AUFGABE 1
In welchem Jahr wurde Inge Buhs laut dem Text über die Holocaust-Überlebenden Christin?
====== VORLIEGENDER TEXT ======
An einem Nachmittag berichten Überlebende des Holocaust Christen aus Deutschland von ihren Erlebnissen im Zweiten Weltkrieg. Eine stammt ebenfalls aus Ungarn. Sie kam mit 18 Jahren nach Auschwitz. Kurz nach der Ankunft zeigte ihr Bruder auf einen Schornstein und sagte: „Dort haben sie schon unsere Eltern verbrannt.“ Auf sich alleingestellt, überlebte sie das Vernichtungslager und die Zwangsarbeit. Nach dem Krieg heiratete sie, doch ihr Mann starb kurz nach der Einwanderung nach Israel. Ein Rabbi brachte die Kinder, für die sie aus gesundheitlichen Gründen nicht sorgen konnte, in einem Heim unter. Später heiratete sie nochmals.
Ein anderer Überlebender stammt aus der Ukraine und lebt mit seiner Ehefrau in Deutschland. Er hat als Kind schreckliche Dinge gesehen – aber auch deutsche Soldaten, die ihnen Gutes erwiesen. Seine Botschaft: „Alle Nationen sollen in Frieden leben.“ Ein Jude aus der ehemaligen Sowjetunion will nicht von seinen furchtbaren Erfahrungen erzählen. Stattdessen singt er den Gästen hebräische und jiddische Lieder vor, weil er gerne Menschen Freude macht. Die Besucher aus Deutschland sind erstaunt über die Herzlichkeit und Offenheit der Scho‘ah-Opfer.
In das Zentrum der Organisation „Ner Yaakov“ kommen auch Gruppen aus Israel und aller Welt, um sich mit der Vergangenheit auseinanderzusetzen. Inge Buhs leitet die Arbeit. Sie arbeitete einst als Bedienung in einem bayerischen Bierlokal. Doch 1983 wurde sie Christin. Fünf Monate später war sie bereits in Israel. Im Jahr 1987 kam sie dort in Kontakt mit einer Überlebenden, der sie mit praktischen Hilfestellungen zur Seite stand. Aus diesen Anfängen entstand der Verein. Anfangs fühlte sie sich unwohl als Deutsche in Israel. Doch durch die Liebe der Überlebenden erfuhr sie hier Heilung. Sie ermutigt Christen dazu, Gott um die Bereitschaft zu bitten, in einer etwaigen Notlage Juden zu retten.
Erster Deutschlandbesuch: „Wie in einer Familie“
Trotz aller schlimmen Erlebnisse scheinen die alten Menschen, frei von Bitterkeit. Auch Magda Goldner erinnert sich an Nazis, die ihr zur Seite standen: Während der Zwangsarbeit sah eine der deutschen SS-Frauen im Lager, dass sie noch ein Kind war. „Sie hat mit mir Mitleid gehabt. Sie war sehr eine feinfühlige Frau.“ Eine Zeitlang habe sie ihr jeden Tag ein Stück Brot gegeben, mit etwas Margarine darauf. Das teilte sie erfreut mit Mutter und Schwester. Später beim Todesmarsch litt ihre Mutter unter Durchfall. Da habe diese SS-Frau sie gestützt, damit sie nicht zusammenbrach und erschossen wurde.
====== DATENSÄTZE ======
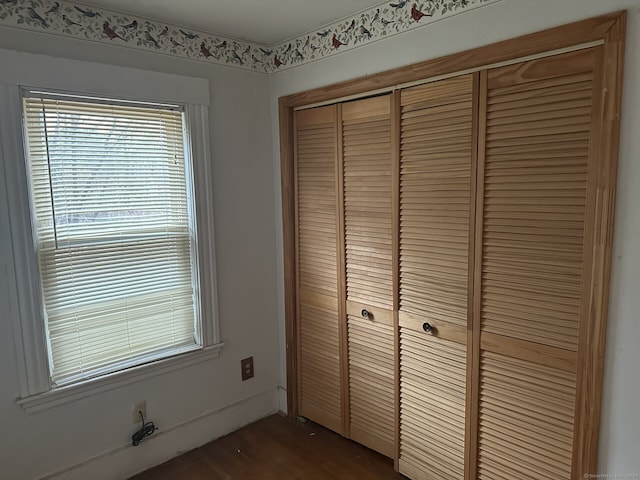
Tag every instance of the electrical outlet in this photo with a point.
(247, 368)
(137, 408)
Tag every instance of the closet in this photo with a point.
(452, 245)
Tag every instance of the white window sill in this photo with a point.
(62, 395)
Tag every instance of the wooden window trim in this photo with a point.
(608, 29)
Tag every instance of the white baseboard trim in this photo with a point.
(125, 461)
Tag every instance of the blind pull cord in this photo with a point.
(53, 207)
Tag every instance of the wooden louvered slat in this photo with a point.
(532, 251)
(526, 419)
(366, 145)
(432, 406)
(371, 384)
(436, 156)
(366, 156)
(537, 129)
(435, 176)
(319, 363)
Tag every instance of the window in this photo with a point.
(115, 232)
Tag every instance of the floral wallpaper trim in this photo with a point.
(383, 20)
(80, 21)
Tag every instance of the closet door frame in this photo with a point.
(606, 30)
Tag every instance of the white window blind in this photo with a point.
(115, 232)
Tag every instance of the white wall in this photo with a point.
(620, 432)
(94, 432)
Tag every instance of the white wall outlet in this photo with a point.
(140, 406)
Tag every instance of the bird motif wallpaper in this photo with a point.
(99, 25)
======
AUFGABE 2
Tausche in den Datensätzen im Abschnitt von der Zeile mit „Tag every instance of the white wall outlet“ bis zum Ende der Datensätze „bird motif wallpaper“ gegen „patterned wallpaper“ aus. Gib nur diesen Abschnitt wieder und lass alles Übrige unverändert.

ERWARTETE LÖSUNG 1
1983

ERWARTETE LÖSUNG 2
Tag every instance of the white wall outlet in this photo with a point.
(140, 406)
Tag every instance of the patterned wallpaper in this photo with a point.
(99, 25)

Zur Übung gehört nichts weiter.